**PROBLEM STATEMENT:** Present each line of the items below as a Markdown table with two columns, "Row" for the row number and "Line" for the line itself, omitting blank lines and leaving out the pictures.

**AVAILABLE RECORDS:**
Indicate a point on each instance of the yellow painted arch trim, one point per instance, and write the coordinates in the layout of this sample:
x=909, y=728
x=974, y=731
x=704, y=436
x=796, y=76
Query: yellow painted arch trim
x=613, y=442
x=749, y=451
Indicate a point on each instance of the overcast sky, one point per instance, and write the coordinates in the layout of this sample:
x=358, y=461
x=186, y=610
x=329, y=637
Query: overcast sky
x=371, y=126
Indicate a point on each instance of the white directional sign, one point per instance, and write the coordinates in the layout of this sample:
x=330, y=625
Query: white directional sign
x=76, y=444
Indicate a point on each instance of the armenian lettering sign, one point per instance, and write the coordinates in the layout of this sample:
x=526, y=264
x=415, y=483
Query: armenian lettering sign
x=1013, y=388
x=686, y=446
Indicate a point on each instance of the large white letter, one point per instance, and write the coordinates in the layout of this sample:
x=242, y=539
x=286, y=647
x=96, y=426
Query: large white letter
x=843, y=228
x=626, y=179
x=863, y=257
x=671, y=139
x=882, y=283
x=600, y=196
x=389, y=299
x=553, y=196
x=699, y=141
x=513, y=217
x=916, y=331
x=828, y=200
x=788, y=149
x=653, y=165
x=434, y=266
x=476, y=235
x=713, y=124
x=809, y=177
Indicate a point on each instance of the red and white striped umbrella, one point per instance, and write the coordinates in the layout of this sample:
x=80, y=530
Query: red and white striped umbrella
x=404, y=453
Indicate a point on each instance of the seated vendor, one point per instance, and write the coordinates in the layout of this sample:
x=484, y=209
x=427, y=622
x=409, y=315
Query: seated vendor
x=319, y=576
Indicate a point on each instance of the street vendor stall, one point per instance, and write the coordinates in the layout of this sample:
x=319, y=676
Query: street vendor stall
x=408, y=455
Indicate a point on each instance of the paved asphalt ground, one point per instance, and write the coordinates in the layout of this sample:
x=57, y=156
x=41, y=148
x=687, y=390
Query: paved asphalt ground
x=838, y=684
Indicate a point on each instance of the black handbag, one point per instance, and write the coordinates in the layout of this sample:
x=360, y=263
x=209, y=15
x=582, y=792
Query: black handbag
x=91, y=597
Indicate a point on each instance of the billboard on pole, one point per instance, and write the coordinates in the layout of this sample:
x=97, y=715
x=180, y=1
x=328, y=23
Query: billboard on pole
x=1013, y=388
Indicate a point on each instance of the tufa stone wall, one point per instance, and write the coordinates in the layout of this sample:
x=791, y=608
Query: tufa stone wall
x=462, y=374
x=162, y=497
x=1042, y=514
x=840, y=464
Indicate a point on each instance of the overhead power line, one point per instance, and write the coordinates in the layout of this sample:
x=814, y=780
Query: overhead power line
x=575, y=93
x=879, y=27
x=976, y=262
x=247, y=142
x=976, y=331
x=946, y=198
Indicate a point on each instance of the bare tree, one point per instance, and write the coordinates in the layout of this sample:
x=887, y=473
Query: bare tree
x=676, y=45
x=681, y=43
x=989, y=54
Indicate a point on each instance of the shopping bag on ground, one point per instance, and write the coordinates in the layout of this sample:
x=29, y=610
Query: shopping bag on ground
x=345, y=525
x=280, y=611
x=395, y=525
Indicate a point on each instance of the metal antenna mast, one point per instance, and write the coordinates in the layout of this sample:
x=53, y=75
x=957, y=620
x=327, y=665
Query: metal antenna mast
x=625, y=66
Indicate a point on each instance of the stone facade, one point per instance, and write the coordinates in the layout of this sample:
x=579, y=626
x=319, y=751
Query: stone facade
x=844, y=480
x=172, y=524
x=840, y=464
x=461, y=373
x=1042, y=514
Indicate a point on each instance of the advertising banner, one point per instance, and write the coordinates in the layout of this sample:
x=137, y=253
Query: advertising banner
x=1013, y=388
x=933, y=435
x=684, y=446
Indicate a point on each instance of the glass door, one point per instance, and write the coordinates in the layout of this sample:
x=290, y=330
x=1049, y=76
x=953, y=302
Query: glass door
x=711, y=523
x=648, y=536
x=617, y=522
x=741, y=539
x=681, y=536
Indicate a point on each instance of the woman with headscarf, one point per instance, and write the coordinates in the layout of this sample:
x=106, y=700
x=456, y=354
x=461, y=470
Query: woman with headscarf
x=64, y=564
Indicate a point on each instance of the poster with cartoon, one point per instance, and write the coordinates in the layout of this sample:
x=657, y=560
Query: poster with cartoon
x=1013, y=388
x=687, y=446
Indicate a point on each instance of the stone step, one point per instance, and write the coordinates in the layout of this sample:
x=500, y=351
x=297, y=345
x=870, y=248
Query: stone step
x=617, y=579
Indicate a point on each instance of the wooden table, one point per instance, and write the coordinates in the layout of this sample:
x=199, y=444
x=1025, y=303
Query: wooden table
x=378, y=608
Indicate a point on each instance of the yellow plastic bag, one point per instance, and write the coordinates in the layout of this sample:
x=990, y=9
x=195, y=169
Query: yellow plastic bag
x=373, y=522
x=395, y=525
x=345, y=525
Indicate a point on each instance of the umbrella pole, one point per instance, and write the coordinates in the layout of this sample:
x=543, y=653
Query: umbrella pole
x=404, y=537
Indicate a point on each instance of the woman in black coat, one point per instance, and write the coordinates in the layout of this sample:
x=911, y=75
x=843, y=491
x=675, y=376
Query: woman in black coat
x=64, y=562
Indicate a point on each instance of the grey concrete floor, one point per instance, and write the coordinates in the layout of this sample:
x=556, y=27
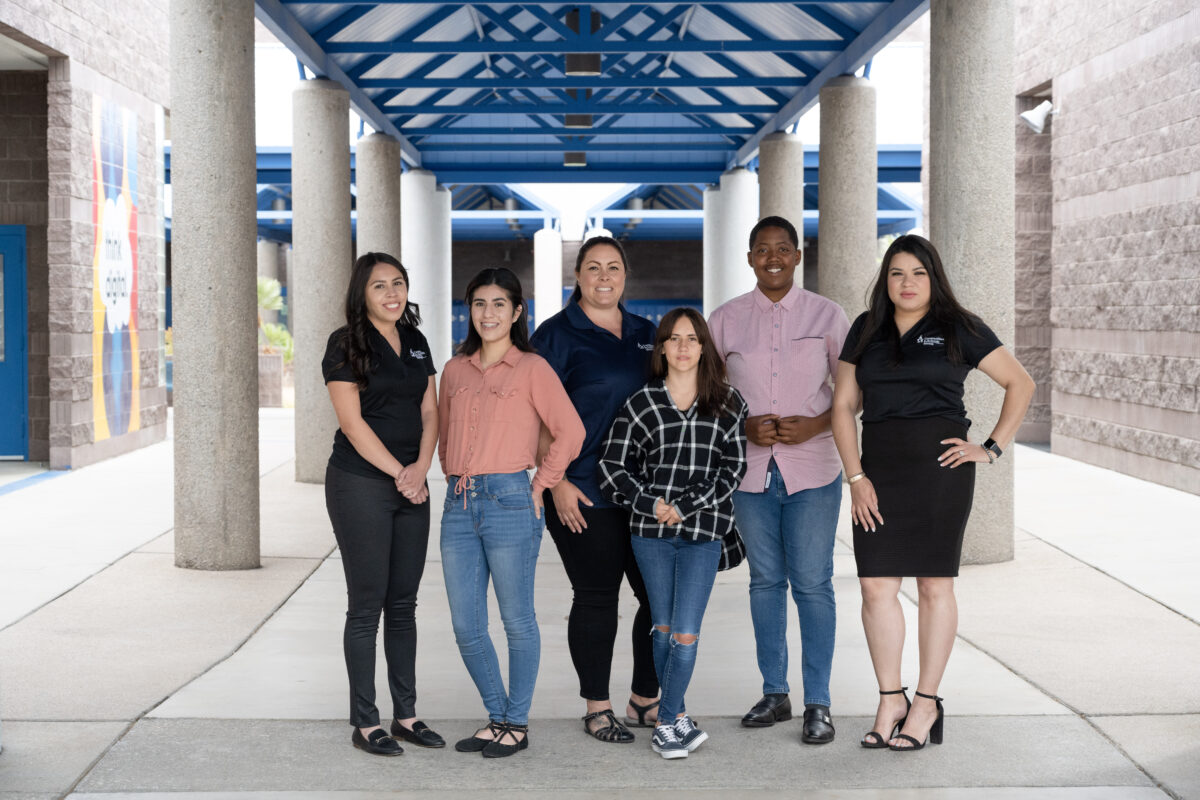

**REPLY TO THE EXERCISE:**
| Row | Line |
|---|---|
| 1 | Indicate a point on each instance of the yellow painted arch trim, one point per instance, and write the coordinates in the layout of this sample: |
| 2 | x=909, y=728 |
| 3 | x=974, y=731 |
| 4 | x=704, y=436 |
| 5 | x=796, y=76 |
| 6 | Query: yellow painted arch trim |
| 7 | x=613, y=442 |
| 8 | x=749, y=451 |
| 9 | Indicate a point on each instance of the overcast sky, one point per instance, and write the coordinates in the layout of this sample: |
| 10 | x=358, y=461 |
| 11 | x=186, y=610 |
| 12 | x=329, y=637 |
| 13 | Query: overcast sky |
| 14 | x=371, y=126 |
| 15 | Indicate a point on each instance of the white directional sign, one point per instance, and write the coordinates in the layout of this sample: |
| 16 | x=330, y=625 |
| 17 | Query: white directional sign |
| 18 | x=76, y=444 |
| 19 | Indicate a point on each instance of the armenian lettering sign, one point per instance, and write the coordinates in the layout of this sample: |
| 20 | x=526, y=264 |
| 21 | x=415, y=483 |
| 22 | Query: armenian lettering sign |
| 23 | x=1013, y=388 |
| 24 | x=686, y=446 |
| 25 | Indicate a point on each instance of the large white letter, one point per instance, and write the coordinates in the layout of this sample: |
| 26 | x=242, y=539 |
| 27 | x=286, y=647 |
| 28 | x=96, y=426 |
| 29 | Query: large white letter |
| 30 | x=843, y=228 |
| 31 | x=626, y=179 |
| 32 | x=863, y=257 |
| 33 | x=671, y=139 |
| 34 | x=882, y=283 |
| 35 | x=600, y=196 |
| 36 | x=389, y=299 |
| 37 | x=553, y=196 |
| 38 | x=699, y=141 |
| 39 | x=513, y=217 |
| 40 | x=916, y=331 |
| 41 | x=828, y=200 |
| 42 | x=788, y=149 |
| 43 | x=653, y=165 |
| 44 | x=434, y=266 |
| 45 | x=476, y=235 |
| 46 | x=713, y=124 |
| 47 | x=809, y=177 |
| 48 | Indicate a point on each instance of the red and white striped umbrella, one point per instance, and write the coordinates in the layout of this sample: |
| 49 | x=80, y=530 |
| 50 | Query: red and white striped umbrella |
| 51 | x=404, y=453 |
| 52 | Indicate a point on each instance of the seated vendor, one point per instance, and write the coordinates in the layout of this sample: |
| 53 | x=484, y=209 |
| 54 | x=427, y=622 |
| 55 | x=409, y=315 |
| 56 | Query: seated vendor |
| 57 | x=319, y=576 |
| 58 | Indicate a point on each instance of the street vendor stall, one point per instance, and write the coordinates in the layout of this sample: |
| 59 | x=319, y=676 |
| 60 | Query: street vendor stall |
| 61 | x=408, y=455 |
| 62 | Indicate a point on each instance of the paved asphalt ground, one point per instance, and write the coordinates in the layout of this sample: |
| 63 | x=57, y=156 |
| 64 | x=41, y=148 |
| 65 | x=687, y=390 |
| 66 | Query: paved asphalt ground |
| 67 | x=838, y=684 |
| 68 | Indicate a point on each instance of the black handbag, one point per instance, and write the coordinates in the layout of this sample: |
| 69 | x=360, y=263 |
| 70 | x=209, y=15 |
| 71 | x=582, y=792 |
| 72 | Query: black handbag |
| 73 | x=91, y=597 |
| 74 | Indicate a point on each instance of the billboard on pole, one point per instance, and write the coordinates in the layout of this sample: |
| 75 | x=97, y=715 |
| 76 | x=180, y=1 |
| 77 | x=328, y=23 |
| 78 | Query: billboard on pole |
| 79 | x=1013, y=388 |
| 80 | Indicate a point on each instance of the tufa stone wall, one point per instance, and write the coordinates in the layout of this sample: |
| 81 | x=791, y=608 |
| 82 | Query: tufa stone wall |
| 83 | x=462, y=374 |
| 84 | x=162, y=497 |
| 85 | x=1042, y=514 |
| 86 | x=840, y=464 |
| 87 | Indicate a point on each instance of the overhead power line, one point per instance, and write the coordinates in the layout of this sample: |
| 88 | x=814, y=780 |
| 89 | Query: overhead power line |
| 90 | x=575, y=93 |
| 91 | x=879, y=27 |
| 92 | x=976, y=262 |
| 93 | x=247, y=142 |
| 94 | x=976, y=331 |
| 95 | x=946, y=198 |
| 96 | Indicate a point on each instance of the bare tree, one point per instance, and write the coordinates in the layout of this sample: |
| 97 | x=887, y=473 |
| 98 | Query: bare tree |
| 99 | x=676, y=45 |
| 100 | x=681, y=43 |
| 101 | x=989, y=54 |
| 102 | Indicate a point on each instance of the shopping bag on ground, one point per instance, and write the coordinates in the layout of this sample: |
| 103 | x=29, y=610 |
| 104 | Query: shopping bag on ground |
| 105 | x=345, y=525 |
| 106 | x=280, y=611 |
| 107 | x=395, y=525 |
| 108 | Indicate a point on each instance of the metal antenna mast, one point per instance, and write the coordinates in the layout of this sample: |
| 109 | x=53, y=75 |
| 110 | x=957, y=620 |
| 111 | x=327, y=665 |
| 112 | Query: metal antenna mast |
| 113 | x=625, y=66 |
| 114 | Indicate a point on each instance of the stone facade, one point per instance, and write the coordinates in the layout of this sample: |
| 115 | x=579, y=626 |
| 116 | x=319, y=751 |
| 117 | Query: stone facade |
| 118 | x=844, y=480 |
| 119 | x=172, y=524 |
| 120 | x=840, y=464 |
| 121 | x=461, y=373 |
| 122 | x=1042, y=514 |
| 123 | Indicate a point on each instance of the advertising banner, one point per instance, and write the coordinates in the layout of this sample: |
| 124 | x=137, y=253 |
| 125 | Query: advertising banner |
| 126 | x=1013, y=388 |
| 127 | x=933, y=435 |
| 128 | x=684, y=446 |
| 129 | Indicate a point on each instance of the glass door, one point per instance, and write the coordinates in the layout of this sample: |
| 130 | x=290, y=330 |
| 131 | x=1049, y=76 |
| 132 | x=953, y=302 |
| 133 | Query: glass door |
| 134 | x=711, y=523 |
| 135 | x=648, y=536 |
| 136 | x=617, y=522 |
| 137 | x=741, y=539 |
| 138 | x=681, y=536 |
| 139 | Indicate a point on each instance of the woman with headscarf, one point per instance, and write the coordinates in the layout of this sample: |
| 140 | x=106, y=700 |
| 141 | x=456, y=354 |
| 142 | x=461, y=470 |
| 143 | Query: woman with headscarf |
| 144 | x=64, y=564 |
| 145 | Indicate a point on each instance of the poster with cartoon, one point per instance, and write the coordinates in the layout of this sample: |
| 146 | x=657, y=560 |
| 147 | Query: poster with cartoon |
| 148 | x=1013, y=388 |
| 149 | x=687, y=446 |
| 150 | Indicate a point on each instance of the stone step, one point per instance, and write the coordinates in the layout of this sample: |
| 151 | x=500, y=351 |
| 152 | x=297, y=345 |
| 153 | x=870, y=248 |
| 154 | Query: stone step |
| 155 | x=617, y=579 |
| 156 | Indicate a point on each instance of the wooden table, one point per instance, and write the coordinates in the layout of this sample: |
| 157 | x=199, y=444 |
| 158 | x=1025, y=303 |
| 159 | Query: wooden table |
| 160 | x=378, y=608 |
| 161 | Indicate a point on each instance of the yellow plastic bag, one point per instance, and write the coordinates in the layout of this sample: |
| 162 | x=990, y=9 |
| 163 | x=195, y=169 |
| 164 | Query: yellow plastic bag |
| 165 | x=373, y=522 |
| 166 | x=395, y=525 |
| 167 | x=345, y=525 |
| 168 | Indicate a point on each instance of the umbrella pole, one point per instance, and write the coordinates in the layout of this sample: |
| 169 | x=543, y=653 |
| 170 | Query: umbrella pole |
| 171 | x=404, y=537 |
| 172 | Indicate a point on each instance of the woman in black coat, one point per instance, and write the coordinates in the layout of this sample: |
| 173 | x=911, y=75 |
| 174 | x=843, y=491 |
| 175 | x=675, y=376 |
| 176 | Query: woman in black coat |
| 177 | x=64, y=562 |
| 178 | Indicate a point on each instance of the grey concrete floor, one point per instance, and write the coordinates in the layout of this sample: |
| 179 | x=556, y=27 |